*** Opening of SOURCE RECORDS ***

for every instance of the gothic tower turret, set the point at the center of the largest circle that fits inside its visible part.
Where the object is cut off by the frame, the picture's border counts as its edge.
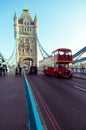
(25, 32)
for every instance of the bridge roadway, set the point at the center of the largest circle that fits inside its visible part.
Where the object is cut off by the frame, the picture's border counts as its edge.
(62, 103)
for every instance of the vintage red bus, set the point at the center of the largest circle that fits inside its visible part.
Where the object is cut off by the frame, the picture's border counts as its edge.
(57, 64)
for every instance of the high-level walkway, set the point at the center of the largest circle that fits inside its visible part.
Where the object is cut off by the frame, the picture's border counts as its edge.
(13, 113)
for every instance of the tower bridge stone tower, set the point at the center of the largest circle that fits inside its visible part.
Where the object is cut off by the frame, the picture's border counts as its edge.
(25, 33)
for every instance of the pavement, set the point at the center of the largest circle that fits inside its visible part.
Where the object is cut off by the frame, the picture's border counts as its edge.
(80, 75)
(13, 112)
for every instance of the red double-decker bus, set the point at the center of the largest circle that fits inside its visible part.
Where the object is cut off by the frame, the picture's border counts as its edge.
(57, 64)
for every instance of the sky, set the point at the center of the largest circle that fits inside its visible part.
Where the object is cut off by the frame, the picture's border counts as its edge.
(61, 23)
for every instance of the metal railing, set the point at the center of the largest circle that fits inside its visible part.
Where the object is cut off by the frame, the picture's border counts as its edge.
(34, 122)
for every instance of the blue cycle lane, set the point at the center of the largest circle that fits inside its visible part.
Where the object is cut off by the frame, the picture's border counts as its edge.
(13, 113)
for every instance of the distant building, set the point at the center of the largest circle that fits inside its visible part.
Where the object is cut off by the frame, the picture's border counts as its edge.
(25, 33)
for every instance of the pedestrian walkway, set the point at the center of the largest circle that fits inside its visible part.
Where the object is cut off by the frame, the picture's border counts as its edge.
(13, 113)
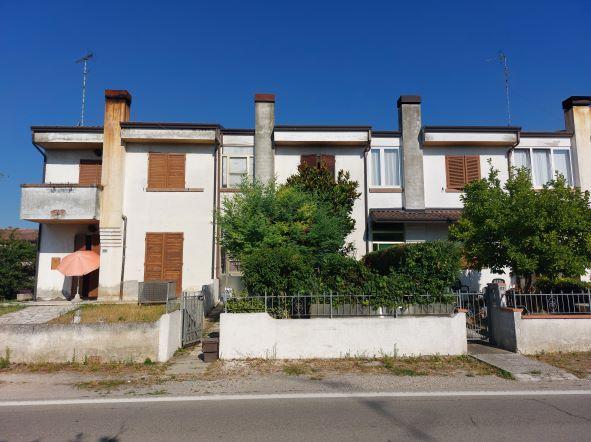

*** Close of SOURCE RECORDS ***

ACTION ITEM: Return a copy of each line in the entries that carries the string "circle".

TASK RESULT:
for every instance of the gothic tower turret, set the point at the center of the largest circle that fits inside its visible part.
for every instance of the bridge roadway, set the point at the center of the largest circle that fits inside its visible part.
for every instance of the vintage red bus, set the point at the center of the largest circle that fits inside its visible part.
for every instance of the high-level walkway, set the point at the center of the largest circle that fits inside its visible part.
for every instance of the tower bridge stone tower, set the point at the center of the largest circle that fits inside its visible part.
for every instance of the pavement, set the point at the center of the largest circle that fits inside its visible part.
for every instance of the red double-decker bus, set the point at the center of the largest circle that fits inside its visible part.
for every instance of the sky, set the point at the center of the largest circle that fits inside its visible part.
for every instance of the metal railing, set the point at the center of the largest circle that fits inside its visible part.
for every instance of the blue cycle lane, set the point at the center of the largest circle that fits inside its visible part.
for every instance of the distant building, set the point at the center of the largest circle that fits inside its visible part.
for every instance of the pedestrian walkway, set the point at the center of the largest circle that fits inside its visible part.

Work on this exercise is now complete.